Amidst the ongoing pandemic crisis, the oil majors are racking up debt and selling off assets, in moves that aim to project stability but instead reveal the industry’s increasing fragility.
A new brief released on Thursday, July 9, 2020 by the Centre for International Environmental Law (CIEL) highlights the latest signals that the oil and gas industry is reaching its end game and is not a sound investment for private funds or taxpayer resources.
Pandemic Crisis, Systemic Decline: Additional Warnings Against Investing in Oil & Gas, Debt-Driven Dividends and Asset Fire Sales examines oil and gas companies’ deepening debt, dwindling dividends, and decreasing assets as further evidence of the industry’s collapse. It cautions that the petrochemical sector and plastics production, on which many oil and gas companies have staked their future growth, do not offer the industry a way out of its long-term decline.
“The game is up: Oil and gas companies can no longer mask their financial frailty,” says Nikki Reisch, Director of CIEL’s Climate & Energy Programme and co-author of the brief.

= = = = =

TASK ITEM A
In the text about the CIEL brief on the oil and gas industry, which three developments at oil and gas companies does the brief examine as evidence of the industry's collapse?
TASK ITEM B
Continue the text about the CIEL brief on the oil and gas industry's decline, starting after its final sentence.

EXTRACTED ENTRIES
= = = = =

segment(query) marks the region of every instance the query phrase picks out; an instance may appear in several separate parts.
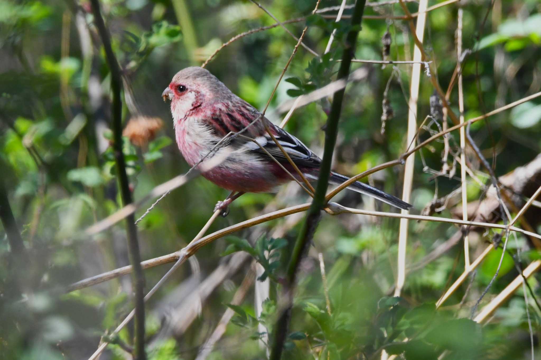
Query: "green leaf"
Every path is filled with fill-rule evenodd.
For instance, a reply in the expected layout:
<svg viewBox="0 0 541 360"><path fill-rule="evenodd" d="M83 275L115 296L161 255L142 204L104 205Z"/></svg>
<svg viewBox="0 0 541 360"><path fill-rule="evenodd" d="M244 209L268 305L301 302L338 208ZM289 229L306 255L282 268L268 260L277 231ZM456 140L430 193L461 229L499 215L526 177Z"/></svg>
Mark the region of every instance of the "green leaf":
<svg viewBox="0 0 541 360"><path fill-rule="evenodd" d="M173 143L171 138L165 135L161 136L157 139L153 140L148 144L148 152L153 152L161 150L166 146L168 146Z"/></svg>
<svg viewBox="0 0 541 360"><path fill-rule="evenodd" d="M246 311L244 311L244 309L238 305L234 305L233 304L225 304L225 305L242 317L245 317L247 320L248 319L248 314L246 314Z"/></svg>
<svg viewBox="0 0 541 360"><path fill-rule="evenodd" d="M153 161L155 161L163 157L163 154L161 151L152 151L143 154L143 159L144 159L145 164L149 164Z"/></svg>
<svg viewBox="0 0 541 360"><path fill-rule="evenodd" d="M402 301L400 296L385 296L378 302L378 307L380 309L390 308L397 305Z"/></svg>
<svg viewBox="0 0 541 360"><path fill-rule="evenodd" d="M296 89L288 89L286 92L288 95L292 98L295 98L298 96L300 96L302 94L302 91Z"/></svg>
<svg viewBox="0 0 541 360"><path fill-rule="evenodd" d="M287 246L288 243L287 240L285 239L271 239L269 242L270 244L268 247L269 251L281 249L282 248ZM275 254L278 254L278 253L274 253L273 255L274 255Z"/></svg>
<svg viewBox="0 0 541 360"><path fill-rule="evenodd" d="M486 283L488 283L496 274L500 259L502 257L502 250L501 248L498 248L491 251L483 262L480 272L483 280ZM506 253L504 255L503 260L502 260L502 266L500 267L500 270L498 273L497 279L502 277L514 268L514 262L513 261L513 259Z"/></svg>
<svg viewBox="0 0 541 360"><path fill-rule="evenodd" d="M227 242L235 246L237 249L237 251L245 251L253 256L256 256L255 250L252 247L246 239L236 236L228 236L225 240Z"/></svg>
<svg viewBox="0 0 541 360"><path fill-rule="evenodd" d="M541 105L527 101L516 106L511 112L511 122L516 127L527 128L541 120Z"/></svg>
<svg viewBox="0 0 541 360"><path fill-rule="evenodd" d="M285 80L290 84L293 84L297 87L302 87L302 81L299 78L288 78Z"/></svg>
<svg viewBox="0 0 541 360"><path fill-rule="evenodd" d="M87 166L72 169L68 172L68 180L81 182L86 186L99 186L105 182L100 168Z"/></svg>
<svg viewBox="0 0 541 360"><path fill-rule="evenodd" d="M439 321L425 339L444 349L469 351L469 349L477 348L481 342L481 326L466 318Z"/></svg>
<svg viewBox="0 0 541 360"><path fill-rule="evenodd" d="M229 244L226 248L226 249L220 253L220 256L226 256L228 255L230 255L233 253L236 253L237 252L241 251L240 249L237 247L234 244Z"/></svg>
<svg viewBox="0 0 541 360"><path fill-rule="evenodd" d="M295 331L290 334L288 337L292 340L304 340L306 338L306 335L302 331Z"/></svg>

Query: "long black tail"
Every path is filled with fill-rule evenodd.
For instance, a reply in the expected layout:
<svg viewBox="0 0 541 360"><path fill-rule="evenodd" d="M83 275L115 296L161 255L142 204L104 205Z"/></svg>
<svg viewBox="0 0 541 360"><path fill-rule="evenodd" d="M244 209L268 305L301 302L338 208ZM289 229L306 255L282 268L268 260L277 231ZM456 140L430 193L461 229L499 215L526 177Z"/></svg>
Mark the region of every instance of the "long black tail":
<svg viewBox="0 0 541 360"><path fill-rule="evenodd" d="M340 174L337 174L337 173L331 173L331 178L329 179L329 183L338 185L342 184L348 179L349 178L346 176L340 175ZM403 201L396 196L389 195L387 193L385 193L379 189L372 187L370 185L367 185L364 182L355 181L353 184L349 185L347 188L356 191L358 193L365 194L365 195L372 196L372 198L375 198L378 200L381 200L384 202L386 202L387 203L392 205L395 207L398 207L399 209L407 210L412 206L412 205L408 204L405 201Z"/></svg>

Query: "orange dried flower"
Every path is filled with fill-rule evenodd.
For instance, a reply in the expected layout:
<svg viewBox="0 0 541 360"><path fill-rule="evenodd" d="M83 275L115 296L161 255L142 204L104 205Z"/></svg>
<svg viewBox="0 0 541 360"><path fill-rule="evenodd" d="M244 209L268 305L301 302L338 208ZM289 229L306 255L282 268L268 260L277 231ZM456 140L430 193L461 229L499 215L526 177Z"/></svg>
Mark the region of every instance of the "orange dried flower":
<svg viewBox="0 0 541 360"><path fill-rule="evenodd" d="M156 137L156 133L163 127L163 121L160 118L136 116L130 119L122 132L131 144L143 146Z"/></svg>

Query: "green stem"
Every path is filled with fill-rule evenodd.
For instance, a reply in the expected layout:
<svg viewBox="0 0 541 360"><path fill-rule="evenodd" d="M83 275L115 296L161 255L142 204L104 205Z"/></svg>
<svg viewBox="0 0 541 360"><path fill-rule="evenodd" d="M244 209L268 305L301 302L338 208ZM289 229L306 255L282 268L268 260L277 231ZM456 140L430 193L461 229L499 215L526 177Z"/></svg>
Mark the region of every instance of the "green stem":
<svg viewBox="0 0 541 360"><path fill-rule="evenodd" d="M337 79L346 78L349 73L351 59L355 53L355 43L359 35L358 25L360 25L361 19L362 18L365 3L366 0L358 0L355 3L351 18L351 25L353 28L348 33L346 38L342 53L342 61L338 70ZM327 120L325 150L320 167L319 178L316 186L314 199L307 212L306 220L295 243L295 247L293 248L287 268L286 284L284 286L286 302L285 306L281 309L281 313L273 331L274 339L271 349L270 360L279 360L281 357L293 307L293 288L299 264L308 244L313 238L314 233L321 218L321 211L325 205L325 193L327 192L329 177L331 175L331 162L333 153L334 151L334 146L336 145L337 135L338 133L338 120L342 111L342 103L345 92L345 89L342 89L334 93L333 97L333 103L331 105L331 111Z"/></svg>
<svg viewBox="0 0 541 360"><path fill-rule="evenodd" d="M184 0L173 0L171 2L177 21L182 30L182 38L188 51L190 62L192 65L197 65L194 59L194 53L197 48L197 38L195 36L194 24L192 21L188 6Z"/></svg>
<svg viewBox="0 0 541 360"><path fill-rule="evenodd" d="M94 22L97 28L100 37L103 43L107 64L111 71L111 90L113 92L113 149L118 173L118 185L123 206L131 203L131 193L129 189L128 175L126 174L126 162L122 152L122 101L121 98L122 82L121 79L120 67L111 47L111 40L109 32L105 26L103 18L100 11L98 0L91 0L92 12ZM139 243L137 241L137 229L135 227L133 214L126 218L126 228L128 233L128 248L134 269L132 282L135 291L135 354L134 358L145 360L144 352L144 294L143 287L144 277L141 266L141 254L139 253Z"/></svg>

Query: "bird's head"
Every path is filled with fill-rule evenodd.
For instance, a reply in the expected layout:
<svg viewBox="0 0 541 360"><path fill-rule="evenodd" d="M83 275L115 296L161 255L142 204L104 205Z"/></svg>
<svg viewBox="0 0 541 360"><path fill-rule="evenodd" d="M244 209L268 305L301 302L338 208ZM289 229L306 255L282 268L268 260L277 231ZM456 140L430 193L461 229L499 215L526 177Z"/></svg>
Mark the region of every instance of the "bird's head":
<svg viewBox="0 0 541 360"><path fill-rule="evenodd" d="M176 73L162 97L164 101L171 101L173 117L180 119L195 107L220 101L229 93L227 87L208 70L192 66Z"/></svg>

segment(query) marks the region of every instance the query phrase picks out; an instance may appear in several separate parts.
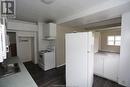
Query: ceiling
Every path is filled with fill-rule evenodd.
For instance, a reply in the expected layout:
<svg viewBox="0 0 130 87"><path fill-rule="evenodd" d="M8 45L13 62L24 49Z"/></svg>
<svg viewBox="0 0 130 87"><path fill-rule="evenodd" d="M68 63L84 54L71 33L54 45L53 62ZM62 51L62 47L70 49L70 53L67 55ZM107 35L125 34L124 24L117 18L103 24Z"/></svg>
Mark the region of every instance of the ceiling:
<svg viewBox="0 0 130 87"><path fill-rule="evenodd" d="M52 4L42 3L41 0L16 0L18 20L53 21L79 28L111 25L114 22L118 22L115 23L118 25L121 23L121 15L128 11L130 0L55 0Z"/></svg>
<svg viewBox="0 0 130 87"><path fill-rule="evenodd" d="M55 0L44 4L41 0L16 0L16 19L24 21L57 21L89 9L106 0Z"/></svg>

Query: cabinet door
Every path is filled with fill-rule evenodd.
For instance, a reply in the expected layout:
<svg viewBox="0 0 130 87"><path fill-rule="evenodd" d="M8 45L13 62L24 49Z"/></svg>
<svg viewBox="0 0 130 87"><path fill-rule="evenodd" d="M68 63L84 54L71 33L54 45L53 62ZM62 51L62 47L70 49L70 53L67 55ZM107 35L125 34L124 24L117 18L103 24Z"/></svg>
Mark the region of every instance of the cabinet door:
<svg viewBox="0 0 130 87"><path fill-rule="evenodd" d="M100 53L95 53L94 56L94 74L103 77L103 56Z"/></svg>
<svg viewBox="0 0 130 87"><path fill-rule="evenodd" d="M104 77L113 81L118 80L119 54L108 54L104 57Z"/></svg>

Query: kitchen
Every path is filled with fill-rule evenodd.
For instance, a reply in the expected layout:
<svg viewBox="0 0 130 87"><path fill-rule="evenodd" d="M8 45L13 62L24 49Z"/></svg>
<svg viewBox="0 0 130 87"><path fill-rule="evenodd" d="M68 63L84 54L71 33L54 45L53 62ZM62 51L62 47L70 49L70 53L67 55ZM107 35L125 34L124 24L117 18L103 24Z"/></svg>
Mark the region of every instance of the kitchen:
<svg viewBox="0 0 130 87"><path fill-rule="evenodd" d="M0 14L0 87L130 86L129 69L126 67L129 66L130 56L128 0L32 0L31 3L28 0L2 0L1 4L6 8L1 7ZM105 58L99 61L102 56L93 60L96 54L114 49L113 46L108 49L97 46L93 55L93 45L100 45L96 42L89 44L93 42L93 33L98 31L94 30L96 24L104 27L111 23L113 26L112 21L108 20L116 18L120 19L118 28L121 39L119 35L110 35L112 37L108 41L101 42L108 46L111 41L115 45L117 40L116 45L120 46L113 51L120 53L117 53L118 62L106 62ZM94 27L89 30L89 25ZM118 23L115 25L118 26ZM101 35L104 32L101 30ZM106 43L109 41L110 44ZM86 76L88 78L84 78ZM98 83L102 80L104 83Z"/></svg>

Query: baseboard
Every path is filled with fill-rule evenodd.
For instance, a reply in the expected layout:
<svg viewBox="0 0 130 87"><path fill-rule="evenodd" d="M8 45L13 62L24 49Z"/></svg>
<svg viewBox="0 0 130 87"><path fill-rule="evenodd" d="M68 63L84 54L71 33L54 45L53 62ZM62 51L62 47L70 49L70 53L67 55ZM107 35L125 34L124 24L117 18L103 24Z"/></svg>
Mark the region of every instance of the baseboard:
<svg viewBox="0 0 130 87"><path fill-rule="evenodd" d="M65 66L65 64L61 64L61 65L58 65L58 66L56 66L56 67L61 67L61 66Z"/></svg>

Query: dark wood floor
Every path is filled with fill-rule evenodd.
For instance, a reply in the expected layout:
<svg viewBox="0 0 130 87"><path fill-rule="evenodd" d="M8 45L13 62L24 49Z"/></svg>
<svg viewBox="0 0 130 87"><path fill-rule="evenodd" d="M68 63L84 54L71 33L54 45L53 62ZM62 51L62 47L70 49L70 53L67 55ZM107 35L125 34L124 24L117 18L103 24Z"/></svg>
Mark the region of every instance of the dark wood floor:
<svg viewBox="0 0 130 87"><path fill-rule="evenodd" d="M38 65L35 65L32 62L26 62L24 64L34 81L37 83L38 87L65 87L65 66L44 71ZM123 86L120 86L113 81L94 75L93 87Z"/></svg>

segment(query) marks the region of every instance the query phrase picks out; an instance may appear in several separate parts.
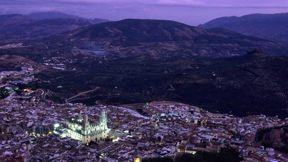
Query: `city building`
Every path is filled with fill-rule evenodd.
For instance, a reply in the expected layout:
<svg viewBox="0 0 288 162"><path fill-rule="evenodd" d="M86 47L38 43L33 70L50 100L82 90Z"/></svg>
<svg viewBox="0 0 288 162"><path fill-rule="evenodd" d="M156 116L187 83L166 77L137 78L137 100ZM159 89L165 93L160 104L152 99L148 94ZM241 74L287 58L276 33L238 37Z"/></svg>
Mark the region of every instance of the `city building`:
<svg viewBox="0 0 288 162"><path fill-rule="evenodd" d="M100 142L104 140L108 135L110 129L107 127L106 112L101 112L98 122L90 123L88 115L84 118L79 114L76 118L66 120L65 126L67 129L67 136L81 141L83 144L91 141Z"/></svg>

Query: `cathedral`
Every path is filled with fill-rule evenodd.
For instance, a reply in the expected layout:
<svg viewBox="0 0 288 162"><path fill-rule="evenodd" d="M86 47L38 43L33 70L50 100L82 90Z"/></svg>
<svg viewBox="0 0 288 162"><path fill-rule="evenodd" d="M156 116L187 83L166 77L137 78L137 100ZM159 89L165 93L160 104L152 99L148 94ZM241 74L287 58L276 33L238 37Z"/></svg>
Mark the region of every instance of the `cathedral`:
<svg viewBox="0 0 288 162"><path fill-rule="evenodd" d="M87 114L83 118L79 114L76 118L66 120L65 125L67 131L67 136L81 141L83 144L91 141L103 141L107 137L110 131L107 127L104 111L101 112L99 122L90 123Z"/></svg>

= = = = =

RESPONSE AREA A
- Deepening debt
- Dwindling dividends
- Decreasing assets

RESPONSE AREA B
“Companies such as ExxonMobil and BP are racking up debt to maintain their payments to shareholders. At the same time, the oil majors are selling off and writing down their assets, reflecting a pressing need for cash flow today and growing skepticism about the value of fossil fuels tomorrow. The industry knows its future prospects are grim; so, too, should investors and policymakers,” adds Reisch.
“It’s past time to recognise this industry is beyond recovery,” says Steven Feit, Senior Attorney at CIEL and co-author of the brief.
“The writing has been on the wall for a long time now, and the pandemic has made the signs that much more stark – investors should stay away from fossil fuel companies and policymakers must stop bailing them out. To continue to throw money at an industry that is not only causing environmental destruction but also facing economic decline is as imprudent as it is indefensible.”